## Opdrachten
1. Leg uit waarom deze excessieve mens zichzelf volgens de tekst over de componist niet kan kennen. Antwoord in één tot drie zinnen.
2. Schrijf de tekst over de componist verder, te beginnen na de laatste zin.

## Gegeven tekst
——

Hij was tyran, hij was tegelijk rebel, en zijn componeer-methode hing ten nauwste samen met een despotische en tevens opstandige inborst. Een onverbiddelijk instinct had hem gaandeweg geformeerd tot de integraalste van alle mensen die ooit verschenen in de kunst. Hij was de meest onbezonnene van alle roekelozen die zich weerloos overlaten aan de bewoner van het lichaam, die de concretisering gebiedt ener gewaarwording, ener gedachte. Hij was de meest verslaafde aan deze daemon, de meest onderworpene. Langzaamaan werd hij ook de meest ongeremde. Ongeremder dan de felste of zachtste dieren van het woud, die beide zich hebben te schikken in voortdurende compromissen. Hoe ongeremder hij werd, hoe meer weerstand hij ontmoette, in zichzelf en om zich heen. Het deerde hem stellig, maar aan capituleren kon hij niet eens denken. Een hersenschim, een gedaante van muziek zat hem dag en nacht achterna en joeg hem voort. Te midden dezer onafgebroken werveling van onbeheersbare geestelijke impulsen was hij en bleef hij de meest redelijke. Hij was de eerste onder de componisten die een inval, een ‘inspiratie’ niet aannam voor gangbare munt maar haar onderwierp aan een onderzoek van het critisch verstand, en haar verbeterde, versterkte, voltooide volgens de hardste wetten welke het intellect kan stellen aan de psyche.
Deze excessieve mens, die zichzelf niet kennen kan omdat hij zonder precedent is, weergaloos mengsel van innige tederheid en woeste kracht, beiden ongeteugeld, deze fanaticus van de kalokagathia, het oude ideaal van het ware, goede en schone, acht zich verplicht tot de opvoeding van een kind dat hij onttrekken wil aan de invloed van een moeder (Johanna) die hij terecht wantrouwt, en die hem zijn voogdijschap koppig betwist. Hij komt juist uit de ongeëvenaard creatieve periode (1806-1813) waarin alle grote werken ontstonden van de vierde tot en met de achtste symphonie. Hij vermoedt een nieuwe horizon in zichzelf, een nieuwe dageraad, en tast hem af, onrustig speurend in het nog donkere binnenste. Zijn doofheid verergert. Zijn gestel vertoont slijtage. Hij is altijd kwetsbaar geweest. Hij heeft altijd moeten kwetsen, met de beste bedoelingen, en elke wonde die hij toebracht wondde weer hemzelf. Hij heeft ook altijd de enige moeten zijn, de enige in het domein der klanken, de enige in de ogen van een vriend, de enige in het hart van een vrouw, de enige ook in dat kinderhart, waarmee hij slechts schriftelijk, of schreeuwend, kan spreken.

——

## Gegevensregels
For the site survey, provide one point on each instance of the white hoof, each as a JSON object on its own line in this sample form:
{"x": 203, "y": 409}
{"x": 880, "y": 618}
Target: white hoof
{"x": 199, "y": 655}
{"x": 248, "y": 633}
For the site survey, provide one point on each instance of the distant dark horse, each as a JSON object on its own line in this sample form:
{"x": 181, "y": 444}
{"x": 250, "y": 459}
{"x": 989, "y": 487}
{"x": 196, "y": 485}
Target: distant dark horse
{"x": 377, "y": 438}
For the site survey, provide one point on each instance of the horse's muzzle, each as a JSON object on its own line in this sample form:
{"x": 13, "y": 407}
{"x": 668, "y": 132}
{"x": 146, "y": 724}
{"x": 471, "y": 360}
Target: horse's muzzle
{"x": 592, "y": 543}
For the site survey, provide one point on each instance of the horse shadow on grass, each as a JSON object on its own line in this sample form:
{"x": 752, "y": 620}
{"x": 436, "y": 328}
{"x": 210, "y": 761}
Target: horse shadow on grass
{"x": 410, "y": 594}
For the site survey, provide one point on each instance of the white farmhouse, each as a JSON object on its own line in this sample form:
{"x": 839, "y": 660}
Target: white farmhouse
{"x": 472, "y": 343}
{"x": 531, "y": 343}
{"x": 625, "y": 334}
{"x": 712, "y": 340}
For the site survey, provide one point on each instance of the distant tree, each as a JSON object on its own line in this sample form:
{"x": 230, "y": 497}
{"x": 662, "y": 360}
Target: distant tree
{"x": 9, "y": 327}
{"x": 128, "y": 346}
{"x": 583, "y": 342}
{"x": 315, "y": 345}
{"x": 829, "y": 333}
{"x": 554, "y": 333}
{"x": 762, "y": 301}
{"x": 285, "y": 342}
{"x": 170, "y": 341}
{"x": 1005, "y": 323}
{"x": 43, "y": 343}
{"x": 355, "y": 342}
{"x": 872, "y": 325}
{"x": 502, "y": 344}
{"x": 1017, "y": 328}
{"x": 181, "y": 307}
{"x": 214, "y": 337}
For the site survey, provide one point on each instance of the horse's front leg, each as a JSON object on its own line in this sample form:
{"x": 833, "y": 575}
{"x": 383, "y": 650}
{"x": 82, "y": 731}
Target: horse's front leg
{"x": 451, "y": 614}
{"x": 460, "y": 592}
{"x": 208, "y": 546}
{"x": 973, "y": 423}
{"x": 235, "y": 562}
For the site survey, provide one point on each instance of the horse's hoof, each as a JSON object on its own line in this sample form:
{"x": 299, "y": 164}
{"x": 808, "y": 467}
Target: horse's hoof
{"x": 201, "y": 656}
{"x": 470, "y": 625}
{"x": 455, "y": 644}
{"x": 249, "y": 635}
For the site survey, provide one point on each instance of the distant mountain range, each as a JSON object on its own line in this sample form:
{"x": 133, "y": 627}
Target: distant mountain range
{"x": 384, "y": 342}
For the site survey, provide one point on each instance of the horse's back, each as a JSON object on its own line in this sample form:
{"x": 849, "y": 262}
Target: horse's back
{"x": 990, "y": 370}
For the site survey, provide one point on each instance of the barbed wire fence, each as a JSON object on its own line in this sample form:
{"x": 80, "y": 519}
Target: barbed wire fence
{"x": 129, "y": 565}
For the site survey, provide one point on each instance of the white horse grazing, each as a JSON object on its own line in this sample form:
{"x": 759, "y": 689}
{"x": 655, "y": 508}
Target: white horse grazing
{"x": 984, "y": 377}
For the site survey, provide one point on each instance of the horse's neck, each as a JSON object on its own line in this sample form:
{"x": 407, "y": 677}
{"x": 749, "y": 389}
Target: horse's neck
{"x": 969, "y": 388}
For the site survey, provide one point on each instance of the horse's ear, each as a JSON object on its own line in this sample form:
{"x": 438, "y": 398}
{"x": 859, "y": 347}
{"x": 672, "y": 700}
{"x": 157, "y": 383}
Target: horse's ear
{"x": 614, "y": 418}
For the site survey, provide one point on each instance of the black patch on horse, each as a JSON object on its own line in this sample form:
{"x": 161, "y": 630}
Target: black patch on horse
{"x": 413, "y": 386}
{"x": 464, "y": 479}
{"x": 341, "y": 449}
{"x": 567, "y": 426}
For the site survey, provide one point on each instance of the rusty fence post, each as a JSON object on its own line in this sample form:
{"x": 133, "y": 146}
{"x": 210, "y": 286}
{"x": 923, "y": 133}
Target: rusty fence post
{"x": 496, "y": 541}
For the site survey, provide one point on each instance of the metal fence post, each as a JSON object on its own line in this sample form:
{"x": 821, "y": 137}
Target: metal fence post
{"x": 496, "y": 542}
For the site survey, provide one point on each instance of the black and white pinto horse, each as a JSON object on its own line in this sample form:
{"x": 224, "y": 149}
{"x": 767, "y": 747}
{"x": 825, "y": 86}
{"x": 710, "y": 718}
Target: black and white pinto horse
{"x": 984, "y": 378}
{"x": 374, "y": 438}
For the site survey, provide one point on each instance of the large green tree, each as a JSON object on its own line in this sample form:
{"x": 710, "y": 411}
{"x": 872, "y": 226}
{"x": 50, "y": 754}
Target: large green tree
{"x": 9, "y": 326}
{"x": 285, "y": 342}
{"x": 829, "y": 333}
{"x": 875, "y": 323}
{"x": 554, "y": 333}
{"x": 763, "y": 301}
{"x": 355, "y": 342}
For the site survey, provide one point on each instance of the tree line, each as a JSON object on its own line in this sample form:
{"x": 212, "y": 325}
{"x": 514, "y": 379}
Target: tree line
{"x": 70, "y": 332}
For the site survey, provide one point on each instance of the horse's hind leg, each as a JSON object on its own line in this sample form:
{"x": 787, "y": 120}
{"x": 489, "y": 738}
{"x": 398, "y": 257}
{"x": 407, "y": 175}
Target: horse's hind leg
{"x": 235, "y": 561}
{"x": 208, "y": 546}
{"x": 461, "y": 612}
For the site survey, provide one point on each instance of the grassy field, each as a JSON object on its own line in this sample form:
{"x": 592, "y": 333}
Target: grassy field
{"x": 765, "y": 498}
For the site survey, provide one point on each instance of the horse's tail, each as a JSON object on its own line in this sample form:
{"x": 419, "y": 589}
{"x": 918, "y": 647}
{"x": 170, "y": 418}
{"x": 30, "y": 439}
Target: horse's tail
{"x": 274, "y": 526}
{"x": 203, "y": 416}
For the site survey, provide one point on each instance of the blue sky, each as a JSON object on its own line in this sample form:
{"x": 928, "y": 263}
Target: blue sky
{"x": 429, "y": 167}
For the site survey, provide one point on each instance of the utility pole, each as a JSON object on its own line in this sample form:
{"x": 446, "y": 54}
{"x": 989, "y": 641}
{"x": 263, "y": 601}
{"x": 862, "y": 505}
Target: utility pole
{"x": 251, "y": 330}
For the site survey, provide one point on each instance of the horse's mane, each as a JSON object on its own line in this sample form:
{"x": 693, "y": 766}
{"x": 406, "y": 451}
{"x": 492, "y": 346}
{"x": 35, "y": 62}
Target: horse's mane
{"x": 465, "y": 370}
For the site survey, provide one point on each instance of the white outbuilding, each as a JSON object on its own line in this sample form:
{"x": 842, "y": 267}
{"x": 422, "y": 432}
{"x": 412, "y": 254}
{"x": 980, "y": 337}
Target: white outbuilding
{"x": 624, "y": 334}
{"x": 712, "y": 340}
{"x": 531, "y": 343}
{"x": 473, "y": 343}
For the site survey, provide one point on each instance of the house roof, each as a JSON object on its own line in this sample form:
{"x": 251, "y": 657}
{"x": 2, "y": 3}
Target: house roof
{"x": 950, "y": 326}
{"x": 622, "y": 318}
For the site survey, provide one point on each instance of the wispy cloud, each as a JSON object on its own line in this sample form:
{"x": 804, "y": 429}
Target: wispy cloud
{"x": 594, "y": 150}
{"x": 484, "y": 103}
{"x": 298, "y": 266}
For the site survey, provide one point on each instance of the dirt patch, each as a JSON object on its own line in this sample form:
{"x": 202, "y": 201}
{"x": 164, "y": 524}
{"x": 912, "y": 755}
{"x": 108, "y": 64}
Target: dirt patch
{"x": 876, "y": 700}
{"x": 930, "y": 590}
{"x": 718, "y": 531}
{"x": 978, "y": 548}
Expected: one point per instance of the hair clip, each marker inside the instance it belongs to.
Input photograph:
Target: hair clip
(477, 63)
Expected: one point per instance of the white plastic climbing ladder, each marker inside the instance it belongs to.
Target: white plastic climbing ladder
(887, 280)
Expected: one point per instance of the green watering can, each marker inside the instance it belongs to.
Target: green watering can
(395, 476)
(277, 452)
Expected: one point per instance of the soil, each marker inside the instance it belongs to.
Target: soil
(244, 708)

——

## Antwoorden
1. Hij kan zichzelf niet kennen omdat hij zonder precedent is. Er bestaat geen voorbeeld waaraan hij zichzelf kan afmeten.

2.
Een vervaarlijker samenloop van omstandigheden is nauwelijks denkbaar. In plaats van de sereniteit, de kalmte te vinden, naar welke hij steeds getracht heeft raakt hij verward in miserabel geroddel, in langdurige processen, in eindeloos krakeel en gemier, achterdocht en argwaan, in jaloezie, in gekonkel, in aanhoudende wankelingen tussen zacht en hard, en steeds op de rand van de depressie, de inzinking, de definitieve schok. Zonder twijfel heeft hij, de dove, ontelbare malen gefaald. Maar zou het anders gekund hebben? Zonder twijfel was hij in de absoluutheid zijner exigentie een monster en een beul. Zonder twijfel had het bereikte resultaat, dat aannemelijk was, behaald kunnen worden met minder wederzijdse foltering. Maar de vaderlijke en moederlijke liefde, welke Beethoven voelde voor de jongen, heeft er niet onder geleden. Evenmin zijn muziek. Tijdens de periode van Karl ontstonden de grote sonaten, de Negende Symphonie, de Missa Solemnis, de laatste kwartetten, alle geboren uit de smart, gemoduleerd in vreugde, van het afscheid dat hij onafwendbaar wist en waardoor hij ten slotte stierf.
Wie het boek leest van Editha en Richard Sterba (deerniswekkend en ontstellend als een roman van Dostojefsky) zal bemerken dat mijn kijk op Beethoven tot een interpretatie leidt welke met hun commentaren verschilt. Zij werpen te veel de schuld op Beethoven, en er is in deze verhouding geen schuld. Zij beperken hun eenzijdig freudiaanse analyse tot het affectieve leven van de mens. Zij strekken ze niet uit tot het spirituele domein, waarvoor en waarin hij geleefd heeft. Daar is de jonge Karl onmisbaar geweest. Maar het mechanisme van die onmisbaarheid kan bij de huidige stand der psychologie en der musicologie vermoedelijk nog niet worden gedemonstreerd.